**Stored rows**:
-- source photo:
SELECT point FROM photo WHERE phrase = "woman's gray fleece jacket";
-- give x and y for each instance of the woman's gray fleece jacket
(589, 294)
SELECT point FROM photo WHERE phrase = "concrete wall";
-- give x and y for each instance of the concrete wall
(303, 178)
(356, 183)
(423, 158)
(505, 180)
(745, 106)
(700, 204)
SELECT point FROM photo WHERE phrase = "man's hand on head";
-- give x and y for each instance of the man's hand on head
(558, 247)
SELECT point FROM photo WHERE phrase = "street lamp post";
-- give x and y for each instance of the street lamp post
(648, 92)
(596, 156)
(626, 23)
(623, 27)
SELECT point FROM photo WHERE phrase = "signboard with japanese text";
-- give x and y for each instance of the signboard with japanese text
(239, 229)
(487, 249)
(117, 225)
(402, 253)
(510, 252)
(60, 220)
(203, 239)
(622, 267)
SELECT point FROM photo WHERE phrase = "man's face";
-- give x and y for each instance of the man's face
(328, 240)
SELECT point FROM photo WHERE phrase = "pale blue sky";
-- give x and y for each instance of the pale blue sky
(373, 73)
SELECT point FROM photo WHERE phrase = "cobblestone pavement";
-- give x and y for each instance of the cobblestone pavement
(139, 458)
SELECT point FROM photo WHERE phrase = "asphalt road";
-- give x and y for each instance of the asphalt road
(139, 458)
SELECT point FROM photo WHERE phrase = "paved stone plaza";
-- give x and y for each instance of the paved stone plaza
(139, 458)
--
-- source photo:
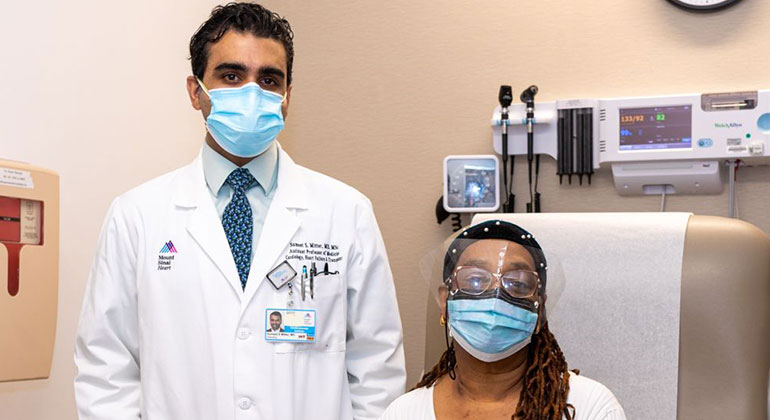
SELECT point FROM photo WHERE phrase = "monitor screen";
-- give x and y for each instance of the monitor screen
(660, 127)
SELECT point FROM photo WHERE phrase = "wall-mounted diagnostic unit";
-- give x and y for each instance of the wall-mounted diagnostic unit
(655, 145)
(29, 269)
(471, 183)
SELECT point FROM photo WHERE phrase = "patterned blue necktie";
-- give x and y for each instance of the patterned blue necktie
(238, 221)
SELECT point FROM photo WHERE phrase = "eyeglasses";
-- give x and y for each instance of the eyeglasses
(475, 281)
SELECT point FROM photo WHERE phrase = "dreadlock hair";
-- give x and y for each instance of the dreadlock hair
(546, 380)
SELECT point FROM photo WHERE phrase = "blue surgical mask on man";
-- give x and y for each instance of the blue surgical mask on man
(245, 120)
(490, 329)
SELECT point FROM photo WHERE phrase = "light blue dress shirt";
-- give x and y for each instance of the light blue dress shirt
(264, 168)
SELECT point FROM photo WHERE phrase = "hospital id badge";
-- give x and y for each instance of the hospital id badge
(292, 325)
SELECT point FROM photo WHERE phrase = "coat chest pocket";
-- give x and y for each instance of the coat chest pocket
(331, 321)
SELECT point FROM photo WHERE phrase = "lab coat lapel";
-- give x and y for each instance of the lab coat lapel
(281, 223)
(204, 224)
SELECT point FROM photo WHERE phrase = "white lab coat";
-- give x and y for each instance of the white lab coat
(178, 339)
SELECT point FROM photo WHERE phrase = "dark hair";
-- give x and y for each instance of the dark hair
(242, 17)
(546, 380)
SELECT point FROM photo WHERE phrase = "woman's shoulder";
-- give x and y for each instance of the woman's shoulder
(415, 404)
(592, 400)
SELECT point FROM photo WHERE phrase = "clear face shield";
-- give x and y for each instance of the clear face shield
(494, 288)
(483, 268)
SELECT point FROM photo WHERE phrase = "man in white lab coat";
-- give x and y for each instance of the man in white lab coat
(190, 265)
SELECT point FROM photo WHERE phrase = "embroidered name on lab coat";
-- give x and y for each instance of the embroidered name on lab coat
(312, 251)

**Problem description**: Count the lines in the rows above that contain the string "hair", treating uppercase and lowercase as different. Reply with the number only.

**Expected answer**: 4